WORK TO BE COMPLETED: Copy out the whole listing below, switching every "spotted" to "found" and changing nothing else. Leave the pictures out of your copy.

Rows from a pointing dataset

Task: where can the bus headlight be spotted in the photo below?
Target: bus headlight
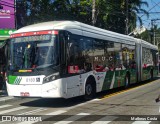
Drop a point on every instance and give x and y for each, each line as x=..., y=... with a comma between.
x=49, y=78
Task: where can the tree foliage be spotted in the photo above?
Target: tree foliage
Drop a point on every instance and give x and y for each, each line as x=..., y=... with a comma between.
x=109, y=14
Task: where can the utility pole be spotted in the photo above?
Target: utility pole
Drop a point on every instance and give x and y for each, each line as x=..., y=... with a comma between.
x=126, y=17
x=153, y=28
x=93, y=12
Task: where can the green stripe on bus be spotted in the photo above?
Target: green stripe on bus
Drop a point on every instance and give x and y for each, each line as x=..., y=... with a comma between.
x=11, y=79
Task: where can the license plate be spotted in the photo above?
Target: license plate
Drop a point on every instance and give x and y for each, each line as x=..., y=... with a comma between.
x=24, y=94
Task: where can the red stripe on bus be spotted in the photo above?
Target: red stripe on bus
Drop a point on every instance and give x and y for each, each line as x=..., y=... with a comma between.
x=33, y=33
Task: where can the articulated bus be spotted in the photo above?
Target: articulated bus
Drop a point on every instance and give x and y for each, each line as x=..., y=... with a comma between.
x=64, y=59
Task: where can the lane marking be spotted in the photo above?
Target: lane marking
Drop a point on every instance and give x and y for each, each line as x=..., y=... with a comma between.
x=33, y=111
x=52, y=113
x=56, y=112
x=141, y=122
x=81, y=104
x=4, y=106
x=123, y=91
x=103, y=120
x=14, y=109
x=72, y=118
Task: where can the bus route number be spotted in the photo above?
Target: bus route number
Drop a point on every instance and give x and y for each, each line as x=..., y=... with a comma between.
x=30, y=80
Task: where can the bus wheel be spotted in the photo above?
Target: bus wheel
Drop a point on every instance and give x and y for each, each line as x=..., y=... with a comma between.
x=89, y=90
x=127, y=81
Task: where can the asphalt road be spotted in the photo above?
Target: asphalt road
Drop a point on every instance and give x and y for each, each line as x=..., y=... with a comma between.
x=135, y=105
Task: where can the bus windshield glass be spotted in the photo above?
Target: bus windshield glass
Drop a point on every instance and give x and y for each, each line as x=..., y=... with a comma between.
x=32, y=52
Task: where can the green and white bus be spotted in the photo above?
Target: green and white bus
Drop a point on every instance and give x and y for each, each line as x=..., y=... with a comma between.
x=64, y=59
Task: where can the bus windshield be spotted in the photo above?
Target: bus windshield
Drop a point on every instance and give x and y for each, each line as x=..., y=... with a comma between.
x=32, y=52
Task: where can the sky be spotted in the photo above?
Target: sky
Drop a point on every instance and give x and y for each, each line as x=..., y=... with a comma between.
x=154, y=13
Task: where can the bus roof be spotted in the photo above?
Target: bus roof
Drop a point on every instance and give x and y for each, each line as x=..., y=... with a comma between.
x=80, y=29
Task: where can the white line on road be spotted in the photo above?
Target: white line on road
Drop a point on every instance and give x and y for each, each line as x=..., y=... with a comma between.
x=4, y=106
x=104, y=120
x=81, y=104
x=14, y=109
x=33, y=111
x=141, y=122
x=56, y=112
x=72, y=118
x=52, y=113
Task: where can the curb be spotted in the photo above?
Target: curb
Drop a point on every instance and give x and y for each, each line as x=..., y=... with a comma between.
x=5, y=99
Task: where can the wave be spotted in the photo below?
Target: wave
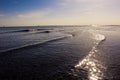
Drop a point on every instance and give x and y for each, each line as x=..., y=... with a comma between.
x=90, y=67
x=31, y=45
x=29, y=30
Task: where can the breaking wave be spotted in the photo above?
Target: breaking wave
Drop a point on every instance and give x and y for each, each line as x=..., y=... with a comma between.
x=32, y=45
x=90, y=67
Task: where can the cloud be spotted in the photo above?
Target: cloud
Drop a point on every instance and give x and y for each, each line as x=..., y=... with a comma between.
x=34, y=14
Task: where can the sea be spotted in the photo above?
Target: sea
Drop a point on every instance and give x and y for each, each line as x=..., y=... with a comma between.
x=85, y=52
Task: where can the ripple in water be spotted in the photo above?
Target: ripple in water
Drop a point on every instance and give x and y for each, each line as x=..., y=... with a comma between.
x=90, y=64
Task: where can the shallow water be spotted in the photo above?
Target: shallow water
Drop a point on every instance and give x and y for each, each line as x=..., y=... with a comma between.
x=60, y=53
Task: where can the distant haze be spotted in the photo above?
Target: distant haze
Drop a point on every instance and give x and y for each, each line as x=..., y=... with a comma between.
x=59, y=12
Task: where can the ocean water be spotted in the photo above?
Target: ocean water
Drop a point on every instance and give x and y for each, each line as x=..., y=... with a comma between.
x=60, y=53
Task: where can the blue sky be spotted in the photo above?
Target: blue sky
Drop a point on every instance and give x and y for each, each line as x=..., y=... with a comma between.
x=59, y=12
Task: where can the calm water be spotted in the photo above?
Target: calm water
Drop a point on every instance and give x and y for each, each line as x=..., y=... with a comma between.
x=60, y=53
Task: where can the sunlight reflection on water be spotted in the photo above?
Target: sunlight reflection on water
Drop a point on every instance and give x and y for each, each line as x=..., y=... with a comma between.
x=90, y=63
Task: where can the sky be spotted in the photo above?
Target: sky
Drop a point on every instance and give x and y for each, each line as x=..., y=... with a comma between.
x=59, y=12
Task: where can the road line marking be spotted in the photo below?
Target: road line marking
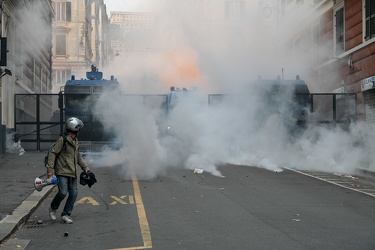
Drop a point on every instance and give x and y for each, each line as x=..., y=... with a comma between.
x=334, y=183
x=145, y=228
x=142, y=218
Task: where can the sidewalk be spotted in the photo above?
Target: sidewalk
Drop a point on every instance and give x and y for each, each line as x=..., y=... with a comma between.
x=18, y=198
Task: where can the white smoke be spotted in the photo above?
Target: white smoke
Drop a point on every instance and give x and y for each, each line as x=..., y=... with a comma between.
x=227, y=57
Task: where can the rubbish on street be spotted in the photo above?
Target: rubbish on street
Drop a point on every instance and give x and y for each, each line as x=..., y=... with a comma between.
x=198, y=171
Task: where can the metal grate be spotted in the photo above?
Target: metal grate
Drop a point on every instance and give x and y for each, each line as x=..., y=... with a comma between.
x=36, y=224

EXERCISE RESPONSE:
Task: where can the bus headlight be found in the photo below?
Target: bus headlight
Drop a point on every instance and give x and y for each, each line as x=..., y=... with a comma between.
x=49, y=78
Task: where can the tree foliage be found in the photo above?
Target: tree foliage
Drop a point on every instance and give x and y for each, each line as x=..., y=... with a comma between.
x=109, y=14
Task: where can the utility pole be found in the photo above?
Target: utility pole
Drop a point on every instance and give x and y for each, each line as x=..., y=... with a comma between.
x=126, y=17
x=153, y=28
x=93, y=12
Task: where can the green stripe on bus be found in the photo above?
Target: green stripe on bus
Drop a point on every instance and give x and y for each, each line as x=..., y=... with a comma between.
x=11, y=79
Task: where can the license plate be found in the photo above?
Target: license plate
Drop a point on every instance and give x and y for each, each line as x=..., y=... with a comma between.
x=24, y=94
Task: where can the red stripe on bus be found in the photo above?
Target: red stripe on bus
Drop a point on every instance and give x and y for each, each line as x=..., y=... with a comma between.
x=33, y=33
Task: where can the articulated bus be found in the photo above?
Target: articulated bus
Drop a point on every instance and give x and y for each, each line as x=..., y=... with a comma between.
x=64, y=59
Task: where can the lane marking be found in the photo above?
Target: lane marking
Drop a point on every instance and give x and y for each, each line as x=..., y=... with a comma between.
x=33, y=111
x=52, y=113
x=56, y=112
x=141, y=122
x=81, y=104
x=4, y=106
x=123, y=91
x=103, y=120
x=14, y=109
x=72, y=118
Task: where can the bus route number be found in the photo above?
Target: bus route number
Drop a point on every instance and give x and y for each, each line as x=..., y=... with a comma between.
x=30, y=80
Task: where can the bus wheel be found in the photo above?
Target: bus wheel
Drop a point on every instance and give x and y for each, each line as x=..., y=... with a comma between.
x=89, y=90
x=127, y=81
Task: where can the asphalt road be found in the photo above?
Target: asphalt road
Drop a point on every instance and give x and y for each, each line as x=..., y=... with a comma between.
x=135, y=105
Task: where can the bus windshield glass be found in the photo above?
Target: bus windshield glass
Drop a point on every instance and give x and y for each, each line as x=..., y=... with a comma between.
x=32, y=52
Task: where can the green and white bus be found in the photo above?
Target: green and white bus
Drop a point on every instance and give x and y for each, each line as x=..., y=... with a comma between.
x=64, y=59
Task: where can the bus windshield be found in the photo above?
Target: bus windshield
Drop a point on every instance and give x and y for each, each line as x=..., y=... with a comma between.
x=32, y=52
Task: where can the sky be found in the photo above?
Target: sky
Drop a point on every instance and give x and y for each, each line as x=..., y=... with a comma between.
x=154, y=13
Task: where can the bus roof be found in the photo above?
Target: bus roof
Drop a point on every instance and give x and y for each, each line as x=..., y=... with a comma between.
x=80, y=29
Task: where can the white line on road be found in the photo above?
Target: white line on road
Drop a point on every instance and give x and y for each, each line as x=..., y=... with a comma between.
x=4, y=106
x=104, y=120
x=81, y=104
x=14, y=109
x=33, y=111
x=141, y=122
x=56, y=112
x=72, y=118
x=52, y=113
Task: where can the curb be found in the photo above?
Target: curb
Drop a point on every instance and give x and y for each, each line as x=..., y=... with a comma between.
x=5, y=99
Task: where can the wave be found in the photo below?
Target: wave
Drop a point on every instance and give x and y for each, each line as x=..., y=... with a comma between.
x=90, y=67
x=31, y=45
x=29, y=30
Task: where can the breaking wave be found in the photo above?
Target: breaking wave
Drop a point on every instance and give x and y for each, each line as x=..., y=... with a comma between.
x=32, y=45
x=90, y=67
Task: where can the cloud be found in the photo above?
Target: cloud
Drop a point on every instance and give x and y for each, each line as x=..., y=... with a comma between.
x=34, y=14
Task: where can the sea be found in the photo above?
Target: sea
Drop a point on every instance and give x and y for each, each line as x=..., y=... with a comma between.
x=85, y=52
Task: where can the ripple in water be found in the photo above?
Target: ripple in water
Drop a point on every instance and give x and y for each, each line as x=..., y=... with a comma between.
x=90, y=64
Task: where can the shallow water be found in the photo above?
Target: shallow water
Drop a point on every instance and give x and y for each, each line as x=..., y=... with a comma between.
x=60, y=53
Task: where can the distant haze be found in the photo above?
Target: distant haze
Drop a point on every instance and give x and y for each, each line as x=..., y=... with a comma between.
x=59, y=12
Task: where can the ocean water be found in the photo above?
Target: ocean water
Drop a point on every instance and give x and y for each, each line as x=..., y=... with a comma between.
x=60, y=53
Task: where can the blue sky be found in the photo above?
Target: blue sky
Drop a point on every instance and give x and y for each, each line as x=..., y=... with a comma between.
x=59, y=12
Task: where can the calm water be found in the photo above?
Target: calm water
Drop a point on every instance and give x and y for each, each line as x=..., y=... with a comma between.
x=60, y=53
Task: where can the sunlight reflection on water be found in the photo above?
Target: sunlight reflection on water
Drop a point on every instance and give x and y for each, each line as x=..., y=... with a comma between.
x=90, y=63
Task: where can the sky be found in the photo above?
Target: sky
Drop a point on every instance and give x and y for each, each line as x=..., y=... with a comma between.
x=59, y=12
Task: where can the road line marking be found in the photo below?
Target: road line marking
Drop a point on every instance and give x and y for each, each line as x=..., y=... with a comma between.
x=334, y=183
x=145, y=228
x=142, y=218
Task: where can the sidewalk be found in the photo above?
Target: sidewalk
Drop a point on every instance and give x and y for each, each line as x=..., y=... with a comma between.
x=18, y=198
Task: where can the white smoke be found in the photo above?
Target: white smoke
Drop a point on every instance and give x and y for each, each line as x=..., y=... with a comma between.
x=227, y=57
Task: where can the rubbish on street be found in the photo above?
Target: rubbish on street
Drop a point on every instance and give x and y for each, each line as x=..., y=... with a comma between.
x=198, y=171
Task: where can the metal grate be found in the photo above?
Target: metal grate
Drop a point on every instance and give x and y for each, each line as x=..., y=... with a comma between.
x=36, y=224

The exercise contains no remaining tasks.